What is expected
A word-for-word restatement of every record is required.

Source records
#####

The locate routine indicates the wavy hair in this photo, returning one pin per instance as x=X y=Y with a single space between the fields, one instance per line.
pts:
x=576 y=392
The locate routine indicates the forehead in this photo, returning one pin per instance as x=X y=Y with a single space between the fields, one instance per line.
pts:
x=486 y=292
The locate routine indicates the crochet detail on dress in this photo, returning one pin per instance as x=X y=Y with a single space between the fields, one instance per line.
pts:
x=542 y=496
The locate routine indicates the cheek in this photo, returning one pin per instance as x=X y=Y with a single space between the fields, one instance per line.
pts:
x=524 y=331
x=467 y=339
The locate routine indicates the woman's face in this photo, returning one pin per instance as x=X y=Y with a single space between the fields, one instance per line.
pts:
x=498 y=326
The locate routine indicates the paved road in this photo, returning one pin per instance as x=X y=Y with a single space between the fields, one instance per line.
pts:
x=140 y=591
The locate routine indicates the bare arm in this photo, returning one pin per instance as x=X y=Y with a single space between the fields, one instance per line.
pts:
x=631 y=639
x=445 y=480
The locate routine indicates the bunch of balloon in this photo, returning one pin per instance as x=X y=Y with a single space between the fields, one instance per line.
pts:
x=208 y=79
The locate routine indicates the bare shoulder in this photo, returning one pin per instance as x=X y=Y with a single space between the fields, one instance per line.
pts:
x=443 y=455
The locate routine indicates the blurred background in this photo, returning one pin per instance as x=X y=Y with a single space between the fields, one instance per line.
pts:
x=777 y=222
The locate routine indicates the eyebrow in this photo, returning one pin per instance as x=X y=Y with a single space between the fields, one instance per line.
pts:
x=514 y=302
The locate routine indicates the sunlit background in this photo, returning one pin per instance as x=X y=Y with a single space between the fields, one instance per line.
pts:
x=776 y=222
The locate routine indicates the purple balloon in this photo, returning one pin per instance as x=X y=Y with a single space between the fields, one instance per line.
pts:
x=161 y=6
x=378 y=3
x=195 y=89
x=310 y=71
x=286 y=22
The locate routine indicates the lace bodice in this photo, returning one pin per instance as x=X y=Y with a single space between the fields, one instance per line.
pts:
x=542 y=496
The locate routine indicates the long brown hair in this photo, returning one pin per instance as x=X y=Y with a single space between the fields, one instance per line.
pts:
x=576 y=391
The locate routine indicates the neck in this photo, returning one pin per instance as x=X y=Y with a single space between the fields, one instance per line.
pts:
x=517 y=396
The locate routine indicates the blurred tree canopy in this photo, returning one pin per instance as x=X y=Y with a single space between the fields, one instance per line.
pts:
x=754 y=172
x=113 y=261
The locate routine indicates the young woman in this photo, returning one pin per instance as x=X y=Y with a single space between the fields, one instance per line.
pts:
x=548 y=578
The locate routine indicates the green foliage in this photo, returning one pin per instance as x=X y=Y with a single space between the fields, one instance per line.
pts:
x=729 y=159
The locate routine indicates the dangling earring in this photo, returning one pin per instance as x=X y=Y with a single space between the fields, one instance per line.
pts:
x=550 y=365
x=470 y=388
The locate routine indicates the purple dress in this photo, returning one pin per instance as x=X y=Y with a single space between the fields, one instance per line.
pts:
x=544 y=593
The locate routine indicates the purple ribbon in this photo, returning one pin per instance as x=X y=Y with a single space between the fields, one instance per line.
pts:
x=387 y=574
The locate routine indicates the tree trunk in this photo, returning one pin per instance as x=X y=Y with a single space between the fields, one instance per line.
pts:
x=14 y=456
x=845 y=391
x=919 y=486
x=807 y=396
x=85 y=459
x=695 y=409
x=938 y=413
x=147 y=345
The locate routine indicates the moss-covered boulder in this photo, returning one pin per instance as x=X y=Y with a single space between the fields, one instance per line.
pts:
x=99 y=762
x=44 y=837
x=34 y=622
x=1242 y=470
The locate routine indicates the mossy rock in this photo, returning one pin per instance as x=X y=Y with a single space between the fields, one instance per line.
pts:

#####

Expected output
The locate routine indicates the wavy hair in this photo, returning one pin per instance as x=X y=Y with a single space between the fields, one instance per line.
pts:
x=576 y=392
The locate routine indicates the forehead in this photo, returning one pin per instance as x=X y=Y with a single space between the fields, one instance per line.
pts:
x=486 y=292
The locate routine indicates the crochet detail on dress in this photo, returning one pin per instance as x=X y=Y with a single space between the fields, one instance per line.
pts:
x=542 y=496
The locate routine indicates the cheek in this photo, returning one pin per instance as x=X y=Y with a single space between the fields, one instance per line.
pts:
x=524 y=331
x=467 y=339
The locate routine indicates the woman's face in this photo, returning one pin per instance as x=X y=Y with a single space between the fields, one instance per line.
pts:
x=498 y=326
The locate routine indicates the paved road in this photo, returning one pin per instance as x=X y=Y with a single space between the fields, one instance per line.
pts:
x=140 y=591
The locate routine indicates the bare arm in this photo, returning one pin per instance as x=X y=Y with a single space between the fields, one instance per line.
pts:
x=631 y=639
x=445 y=480
The locate routine indicates the bunch of balloon in this photo, returning one pin per instance as x=X y=Y with a single space between the fields, one instance per line.
pts:
x=208 y=79
The locate routine indicates the bare shoulder in this photo, returning one pin per instance as x=X y=Y with a single space between the fields, one instance per line.
pts:
x=443 y=455
The locate routine indicates the blurred background in this photo, returning one pin per instance as x=X y=Y with a single space between the fields, one instance per line.
pts:
x=777 y=222
The locate routine indicates the eyebrow in this photo, returning one pin per instance as x=X y=Y with a single space between the fields, one instance per line.
pts:
x=514 y=302
The locate routine indicates the sunlit background in this photo, returning one pin per instance as x=X y=Y with a single space between the fields, one instance per line.
pts:
x=776 y=222
The locate routine indicates the purple balloon in this photo, returning one pin per instance as x=X y=Y with a single space between the fields, one instance per line.
pts:
x=161 y=6
x=378 y=3
x=195 y=89
x=310 y=71
x=286 y=22
The locate routine indicates the lace bodice in this photo, returning one pin per instance as x=X y=Y with a single space between the fields, one instance per line.
pts:
x=542 y=496
The locate routine indicates the long brown hair in this photo, returning one pin per instance as x=X y=Y with a single space between the fields, one instance per line.
pts:
x=576 y=391
The locate routine indicates the neck in this photo, returning one pin per instance as x=X y=Y with a single space between the fields, one instance per line.
pts:
x=517 y=396
The locate routine indicates the blurred tree canopy in this photo, returning one pin per instance as x=X y=Y with a single space between the fields, one instance per line.
pts:
x=754 y=172
x=113 y=261
The locate routine indicates the young woman in this photo, returning one pin per instance as x=X y=Y with a single space between the fields, one instance per line.
pts:
x=548 y=578
The locate routine indicates the green foliage in this photo, returning one pin per instance as x=X y=Y with a single space between the fields, one instance per line.
pts:
x=729 y=159
The locate routine indicates the dangling earring in this photo, returning one pin per instance as x=X y=Y with a single space between the fields, one instance per line.
pts:
x=550 y=365
x=470 y=388
The locate routine indicates the purple dress in this photo, returning one pin per instance as x=X y=Y with a single space between the fields, one instance per line.
pts:
x=544 y=593
The locate routine indicates the purple ribbon in this photo, returning one pin per instance as x=X y=Y with a single space between the fields, one instance per line.
pts:
x=387 y=574
The locate routine indicates the tree trunk in this photo, returning one pin per instance as x=X y=Y with a single space between the fields, one instance per line.
pts:
x=14 y=456
x=845 y=391
x=919 y=486
x=807 y=396
x=85 y=459
x=695 y=409
x=938 y=413
x=147 y=345
The locate routine indicates the moss-covered boulder in this photo, returning one pin per instance as x=X y=Y with a single space between the fields, one instance per line.
pts:
x=99 y=762
x=44 y=837
x=34 y=622
x=1242 y=470
The locate routine indicates the mossy rock in this photo, returning one pin per instance as x=X y=Y with a single space between the fields, one instance per line.
pts:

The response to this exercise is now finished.